- [GIVEN PASSAGE]:

Oil Dips Below $40 With Stimulus Gloom Outweighing China Imports
October 14, 2020 @ 10:33 +03:00
Oil fell below $40 a barrel as fading hopes for more fiscal stimulus before the U.S. election outweighed optimism driven by an increase in Chinese crude imports last month. Futures in New York declined 0.8% after closing up 2% on Tuesday. House Speaker Nancy Pelosi rejected a proposal from Senate Republican leader Mitch McConnell for a smaller-scale approach to new stimulus and demanded a revamped offer from the White House. A stronger dollar also diminished the appeal of commodities priced in the currency.
Chinese oil imports rose 2.1% month-on-month in September, official data showed Tuesday. The buying revival by the world’s largest crude importer is a rare positive as a resurgent virus threatens an already tepid demand outlook.

Stored entries
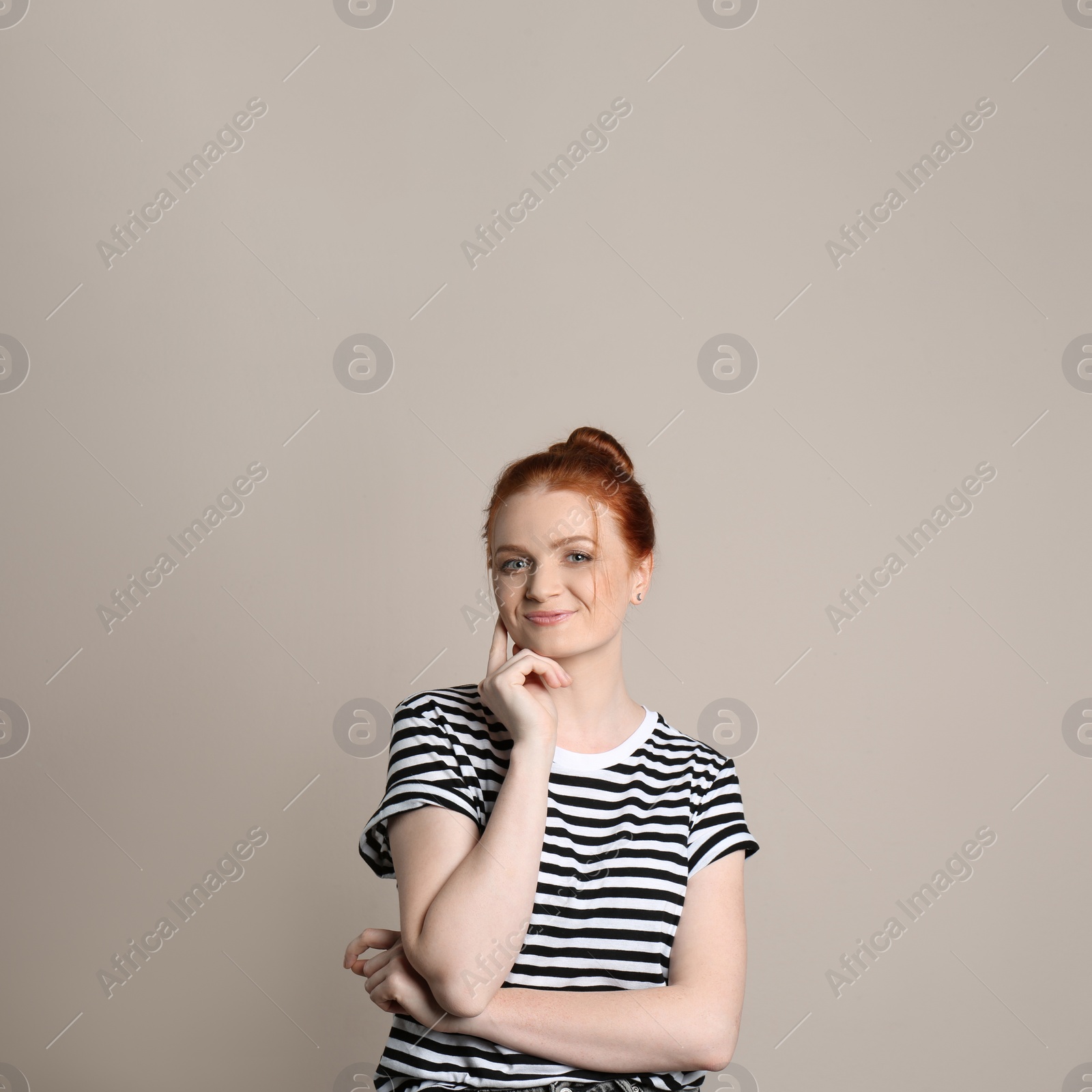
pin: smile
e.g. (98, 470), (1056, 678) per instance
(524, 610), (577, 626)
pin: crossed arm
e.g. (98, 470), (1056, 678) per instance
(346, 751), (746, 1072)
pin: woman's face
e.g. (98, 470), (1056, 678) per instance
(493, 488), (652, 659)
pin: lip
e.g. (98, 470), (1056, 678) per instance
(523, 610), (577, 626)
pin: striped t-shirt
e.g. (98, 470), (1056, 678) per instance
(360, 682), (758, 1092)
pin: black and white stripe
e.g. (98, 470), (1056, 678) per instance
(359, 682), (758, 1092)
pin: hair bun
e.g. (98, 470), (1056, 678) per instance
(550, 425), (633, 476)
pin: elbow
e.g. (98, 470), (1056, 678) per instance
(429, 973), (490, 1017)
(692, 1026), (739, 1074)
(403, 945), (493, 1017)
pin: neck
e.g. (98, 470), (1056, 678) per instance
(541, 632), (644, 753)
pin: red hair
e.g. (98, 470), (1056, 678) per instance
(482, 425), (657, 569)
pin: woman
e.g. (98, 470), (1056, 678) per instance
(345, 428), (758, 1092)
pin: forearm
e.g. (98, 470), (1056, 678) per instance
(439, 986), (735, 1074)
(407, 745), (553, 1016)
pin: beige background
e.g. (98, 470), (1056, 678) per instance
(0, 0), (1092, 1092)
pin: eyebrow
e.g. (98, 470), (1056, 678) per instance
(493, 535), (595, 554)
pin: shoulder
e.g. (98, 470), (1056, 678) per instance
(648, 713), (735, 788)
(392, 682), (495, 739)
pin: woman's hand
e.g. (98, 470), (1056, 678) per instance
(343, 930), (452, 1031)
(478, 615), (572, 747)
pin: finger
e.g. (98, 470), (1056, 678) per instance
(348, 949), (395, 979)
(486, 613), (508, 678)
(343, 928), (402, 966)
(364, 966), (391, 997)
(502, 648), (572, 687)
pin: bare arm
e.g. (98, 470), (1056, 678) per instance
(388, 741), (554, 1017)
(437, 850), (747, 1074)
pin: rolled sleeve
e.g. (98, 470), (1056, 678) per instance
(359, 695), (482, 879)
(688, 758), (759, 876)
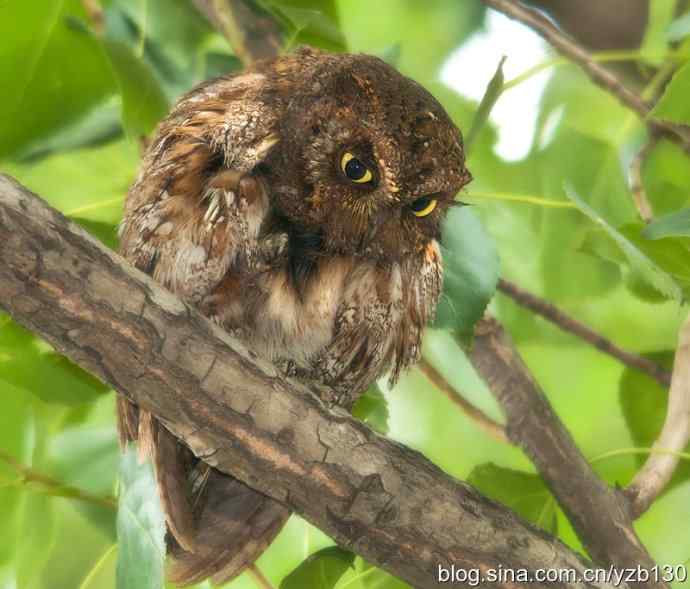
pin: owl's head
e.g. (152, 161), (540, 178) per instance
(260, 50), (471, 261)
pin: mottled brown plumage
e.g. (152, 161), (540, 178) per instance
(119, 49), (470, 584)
* * *
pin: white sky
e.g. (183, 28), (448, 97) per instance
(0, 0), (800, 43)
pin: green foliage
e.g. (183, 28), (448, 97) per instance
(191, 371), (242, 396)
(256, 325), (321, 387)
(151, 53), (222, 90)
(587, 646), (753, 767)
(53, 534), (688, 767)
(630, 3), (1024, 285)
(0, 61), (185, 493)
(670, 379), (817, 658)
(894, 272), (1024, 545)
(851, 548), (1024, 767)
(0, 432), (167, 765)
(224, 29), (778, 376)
...
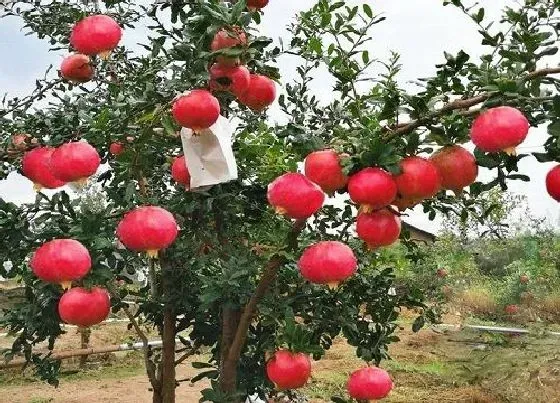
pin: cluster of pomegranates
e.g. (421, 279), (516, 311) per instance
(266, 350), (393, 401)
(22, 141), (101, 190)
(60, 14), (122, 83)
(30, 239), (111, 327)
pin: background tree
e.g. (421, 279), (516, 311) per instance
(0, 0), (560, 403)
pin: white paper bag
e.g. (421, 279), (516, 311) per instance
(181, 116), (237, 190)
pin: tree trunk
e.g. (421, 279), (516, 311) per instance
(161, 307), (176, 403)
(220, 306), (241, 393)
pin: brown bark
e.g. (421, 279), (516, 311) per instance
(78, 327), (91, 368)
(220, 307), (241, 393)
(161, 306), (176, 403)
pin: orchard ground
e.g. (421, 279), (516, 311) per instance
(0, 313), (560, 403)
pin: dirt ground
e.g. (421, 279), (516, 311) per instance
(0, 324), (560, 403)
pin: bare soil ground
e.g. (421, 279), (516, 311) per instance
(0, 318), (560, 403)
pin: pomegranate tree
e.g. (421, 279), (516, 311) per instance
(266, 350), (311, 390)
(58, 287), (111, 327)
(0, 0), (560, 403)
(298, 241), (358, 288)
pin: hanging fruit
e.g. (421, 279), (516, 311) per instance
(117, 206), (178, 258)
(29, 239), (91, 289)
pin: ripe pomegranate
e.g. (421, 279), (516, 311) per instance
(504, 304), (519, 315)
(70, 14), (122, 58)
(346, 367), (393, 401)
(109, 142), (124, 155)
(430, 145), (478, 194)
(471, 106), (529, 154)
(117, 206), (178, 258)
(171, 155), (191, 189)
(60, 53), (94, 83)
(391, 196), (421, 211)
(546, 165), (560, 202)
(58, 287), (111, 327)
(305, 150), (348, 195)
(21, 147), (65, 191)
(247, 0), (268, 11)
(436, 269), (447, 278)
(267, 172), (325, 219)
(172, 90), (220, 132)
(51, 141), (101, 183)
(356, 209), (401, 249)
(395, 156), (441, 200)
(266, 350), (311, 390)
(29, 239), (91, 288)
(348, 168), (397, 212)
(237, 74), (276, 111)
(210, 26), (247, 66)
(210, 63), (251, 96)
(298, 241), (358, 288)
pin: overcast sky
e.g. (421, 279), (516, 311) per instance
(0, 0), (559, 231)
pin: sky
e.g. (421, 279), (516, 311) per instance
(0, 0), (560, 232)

- [ASSIGNMENT 1]:
Answer these from the oil price report:
(a) By what percentage did futures in New York decline?
(b) Who rejected Mitch McConnell's proposal for a smaller-scale approach to new stimulus?
(c) How much did Chinese oil imports rise month-on-month in September?
- [ASSIGNMENT 2]: Carry on the oil price report from its final sentence.
The items above have no role in this work.

- [TASK RESPONSE 1]:
(a) 0.8%
(b) House Speaker Nancy Pelosi
(c) 2.1%

- [TASK RESPONSE 2]:
The Organization of Petroleum Exporting Countries trimmed estimates for the amount of crude it will need to pump in the coming year, days before ministers are due to assess the impact of supply curbs. Saudi Arabian Crown Prince Mohammed Bin Salman and Russian President Vladimir Putin urged the OPEC+ alliance to stick to agreed production cuts, according to a statement from the kingdom, increasing pressure on other members to reduce output.
Brent’s three-month timespread was $1.12 a barrel in contango, where prompt prices are cheaper than later-dated ones, narrowing from $1.22 a week ago. The change in the market structure for the global crude benchmark suggests concerns about over-supply have eased slightly.
OPEC said it will need to pump 27.46 million barrels a day this quarter to meet global demand, 900,000 barrels less than its estimate in September. The group sees a rise in non-OPEC supply, mainly from the U.S. Global oil demand will drop 8% this year and probably won’t get back to pre-virus levels until 2023, the International Energy Agency said Tuesday.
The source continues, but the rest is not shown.